● **TASK PROMPT**:
The lines from the top of the listing through the one containing "Trace every instance of the white" are to be retyped exactly, with no other lines.

═════ SOURCE RECORDS ═════

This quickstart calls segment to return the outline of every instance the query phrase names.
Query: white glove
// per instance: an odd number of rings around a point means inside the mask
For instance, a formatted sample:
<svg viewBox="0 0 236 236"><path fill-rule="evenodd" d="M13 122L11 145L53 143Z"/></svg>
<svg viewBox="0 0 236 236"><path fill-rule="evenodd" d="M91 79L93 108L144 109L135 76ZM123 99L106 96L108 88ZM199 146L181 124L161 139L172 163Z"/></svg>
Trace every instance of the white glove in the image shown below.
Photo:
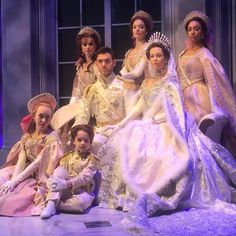
<svg viewBox="0 0 236 236"><path fill-rule="evenodd" d="M66 180L60 179L58 177L53 177L53 178L50 177L48 179L47 186L52 192L57 192L67 188Z"/></svg>
<svg viewBox="0 0 236 236"><path fill-rule="evenodd" d="M75 96L73 96L73 97L71 97L71 99L70 99L70 104L75 104L77 102L77 99L76 99L76 97Z"/></svg>
<svg viewBox="0 0 236 236"><path fill-rule="evenodd" d="M16 187L17 183L15 180L8 180L5 184L2 185L2 187L0 188L0 196L3 196L9 192L12 192L15 187Z"/></svg>
<svg viewBox="0 0 236 236"><path fill-rule="evenodd" d="M118 125L106 125L102 128L101 132L103 135L110 137L116 131L118 131L120 127Z"/></svg>

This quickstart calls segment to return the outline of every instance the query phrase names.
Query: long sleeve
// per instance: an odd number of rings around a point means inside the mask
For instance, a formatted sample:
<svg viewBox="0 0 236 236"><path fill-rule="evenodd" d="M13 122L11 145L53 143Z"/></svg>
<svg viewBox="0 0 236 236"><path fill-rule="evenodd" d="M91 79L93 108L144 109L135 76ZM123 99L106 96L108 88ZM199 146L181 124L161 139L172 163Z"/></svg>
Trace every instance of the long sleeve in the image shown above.
<svg viewBox="0 0 236 236"><path fill-rule="evenodd" d="M174 78L174 77L173 77ZM177 82L170 82L165 87L165 113L169 120L169 124L177 130L177 133L185 136L186 132L186 120L185 112L183 108L183 98L181 96L180 88Z"/></svg>
<svg viewBox="0 0 236 236"><path fill-rule="evenodd" d="M203 65L204 77L207 81L210 96L228 116L236 133L236 98L229 79L219 63L207 49L200 55Z"/></svg>
<svg viewBox="0 0 236 236"><path fill-rule="evenodd" d="M143 106L144 101L141 96L131 112L119 123L119 127L124 127L129 121L136 119L143 112Z"/></svg>
<svg viewBox="0 0 236 236"><path fill-rule="evenodd" d="M71 97L78 97L78 73L76 73L74 81L73 81L73 88L72 88L72 94Z"/></svg>
<svg viewBox="0 0 236 236"><path fill-rule="evenodd" d="M91 118L90 102L89 99L83 97L80 100L79 112L75 117L75 122L73 124L73 127L79 124L88 124L90 118Z"/></svg>
<svg viewBox="0 0 236 236"><path fill-rule="evenodd" d="M126 80L133 80L143 75L145 66L146 66L146 59L142 59L132 71L128 72L124 69L121 70L120 73Z"/></svg>
<svg viewBox="0 0 236 236"><path fill-rule="evenodd" d="M77 188L92 182L92 179L98 169L97 166L98 161L94 156L91 156L88 165L78 174L78 176L67 180L67 186Z"/></svg>
<svg viewBox="0 0 236 236"><path fill-rule="evenodd" d="M50 150L49 150L50 159L49 159L49 163L48 163L47 171L46 171L47 176L52 175L62 155L63 155L63 151L62 151L61 145L58 142L53 142L50 145Z"/></svg>
<svg viewBox="0 0 236 236"><path fill-rule="evenodd" d="M94 61L87 66L82 63L77 66L70 103L78 103L79 100L84 96L86 86L93 83L96 78L96 71L97 67Z"/></svg>

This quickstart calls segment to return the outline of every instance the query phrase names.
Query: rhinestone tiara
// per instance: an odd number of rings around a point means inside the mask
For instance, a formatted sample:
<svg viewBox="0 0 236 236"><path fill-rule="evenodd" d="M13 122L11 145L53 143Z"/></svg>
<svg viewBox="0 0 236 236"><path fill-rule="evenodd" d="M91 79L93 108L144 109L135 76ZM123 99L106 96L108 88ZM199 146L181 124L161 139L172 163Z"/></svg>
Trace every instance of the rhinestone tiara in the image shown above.
<svg viewBox="0 0 236 236"><path fill-rule="evenodd" d="M161 44L164 48L166 48L169 52L171 51L171 44L170 40L162 33L160 32L155 32L148 40L148 46L146 48L149 48L149 46L153 43L159 43Z"/></svg>

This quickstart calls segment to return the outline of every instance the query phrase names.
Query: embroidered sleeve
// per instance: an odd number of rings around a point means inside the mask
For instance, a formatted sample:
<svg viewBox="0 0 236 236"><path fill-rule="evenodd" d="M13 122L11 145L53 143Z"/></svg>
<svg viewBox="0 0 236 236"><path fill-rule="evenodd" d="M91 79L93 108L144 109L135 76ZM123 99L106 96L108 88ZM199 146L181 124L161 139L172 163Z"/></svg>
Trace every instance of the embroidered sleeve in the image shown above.
<svg viewBox="0 0 236 236"><path fill-rule="evenodd" d="M92 179L98 169L98 160L91 154L88 165L79 173L78 176L67 180L68 187L79 187L92 182Z"/></svg>
<svg viewBox="0 0 236 236"><path fill-rule="evenodd" d="M73 127L79 124L88 124L89 120L92 116L91 112L91 104L93 103L94 100L94 83L88 85L84 89L84 96L83 98L79 101L79 112L75 117L75 122L73 124Z"/></svg>
<svg viewBox="0 0 236 236"><path fill-rule="evenodd" d="M185 136L185 112L183 98L177 82L168 82L165 85L165 108L166 115L171 124L177 129L182 137Z"/></svg>
<svg viewBox="0 0 236 236"><path fill-rule="evenodd" d="M236 98L223 67L207 49L201 53L200 60L210 96L228 116L234 132L236 132Z"/></svg>

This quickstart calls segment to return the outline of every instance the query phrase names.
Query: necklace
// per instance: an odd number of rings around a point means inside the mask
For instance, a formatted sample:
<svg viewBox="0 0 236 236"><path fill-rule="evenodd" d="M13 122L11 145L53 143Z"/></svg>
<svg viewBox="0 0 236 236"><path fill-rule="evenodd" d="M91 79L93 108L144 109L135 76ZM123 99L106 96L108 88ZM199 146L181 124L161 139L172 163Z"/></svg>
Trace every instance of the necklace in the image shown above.
<svg viewBox="0 0 236 236"><path fill-rule="evenodd" d="M152 79L161 79L165 76L166 72L167 72L167 67L166 65L160 69L160 70L156 70L154 68L152 68L152 66L150 65L150 63L148 63L148 71L149 71L149 75L151 76Z"/></svg>

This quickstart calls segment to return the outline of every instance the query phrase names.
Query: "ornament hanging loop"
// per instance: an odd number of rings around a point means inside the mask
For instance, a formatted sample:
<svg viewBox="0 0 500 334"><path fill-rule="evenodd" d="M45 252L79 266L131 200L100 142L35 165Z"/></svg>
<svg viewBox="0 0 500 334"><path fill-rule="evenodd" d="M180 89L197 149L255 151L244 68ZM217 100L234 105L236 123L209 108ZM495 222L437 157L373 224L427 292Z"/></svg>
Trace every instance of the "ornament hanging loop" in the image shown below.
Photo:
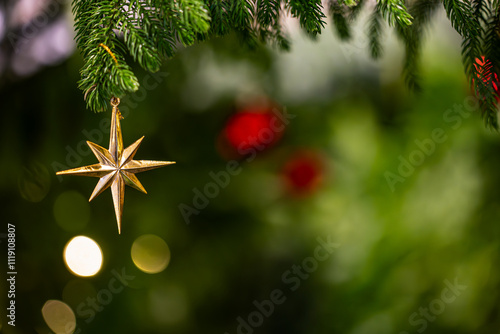
<svg viewBox="0 0 500 334"><path fill-rule="evenodd" d="M111 105L113 106L113 112L116 112L118 119L123 119L122 113L120 112L120 109L118 109L118 105L120 104L120 98L113 96L109 101L109 103L111 103Z"/></svg>
<svg viewBox="0 0 500 334"><path fill-rule="evenodd" d="M111 101L110 101L111 105L113 106L113 108L116 108L118 107L118 105L120 104L120 98L118 97L112 97L111 98Z"/></svg>

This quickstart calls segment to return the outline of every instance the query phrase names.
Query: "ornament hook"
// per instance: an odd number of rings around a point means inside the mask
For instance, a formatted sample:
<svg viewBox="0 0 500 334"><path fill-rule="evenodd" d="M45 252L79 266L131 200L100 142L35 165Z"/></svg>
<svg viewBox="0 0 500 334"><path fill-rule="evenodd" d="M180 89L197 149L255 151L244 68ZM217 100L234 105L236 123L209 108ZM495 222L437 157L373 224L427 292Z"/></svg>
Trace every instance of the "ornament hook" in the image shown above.
<svg viewBox="0 0 500 334"><path fill-rule="evenodd" d="M113 96L109 101L109 103L111 103L111 105L113 106L113 112L116 112L118 119L123 119L122 113L120 112L120 109L118 109L118 105L120 104L120 98Z"/></svg>
<svg viewBox="0 0 500 334"><path fill-rule="evenodd" d="M113 108L116 108L118 107L118 105L120 104L120 98L118 97L112 97L111 98L111 101L110 101L111 105L113 106Z"/></svg>

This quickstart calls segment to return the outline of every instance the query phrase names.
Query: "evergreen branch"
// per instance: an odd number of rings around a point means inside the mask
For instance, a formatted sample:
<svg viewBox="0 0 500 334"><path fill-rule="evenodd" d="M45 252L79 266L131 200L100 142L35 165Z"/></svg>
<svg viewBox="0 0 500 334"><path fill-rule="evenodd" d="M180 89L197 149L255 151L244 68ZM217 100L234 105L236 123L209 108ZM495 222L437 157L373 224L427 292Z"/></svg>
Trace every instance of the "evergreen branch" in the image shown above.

═════

● **SOLVED EXERCISE**:
This quickstart calls segment to return the outline of every instance the query phrase names.
Query: white glove
// per instance: an odd number of rings around a point means inside the mask
For instance, a formatted sample:
<svg viewBox="0 0 236 236"><path fill-rule="evenodd" d="M13 122L11 145L53 143Z"/></svg>
<svg viewBox="0 0 236 236"><path fill-rule="evenodd" d="M91 79L93 108L144 109L135 76ZM123 99L106 96L108 88ZM199 146L181 124L161 139L172 163Z"/></svg>
Trace every instance of the white glove in the image shown below.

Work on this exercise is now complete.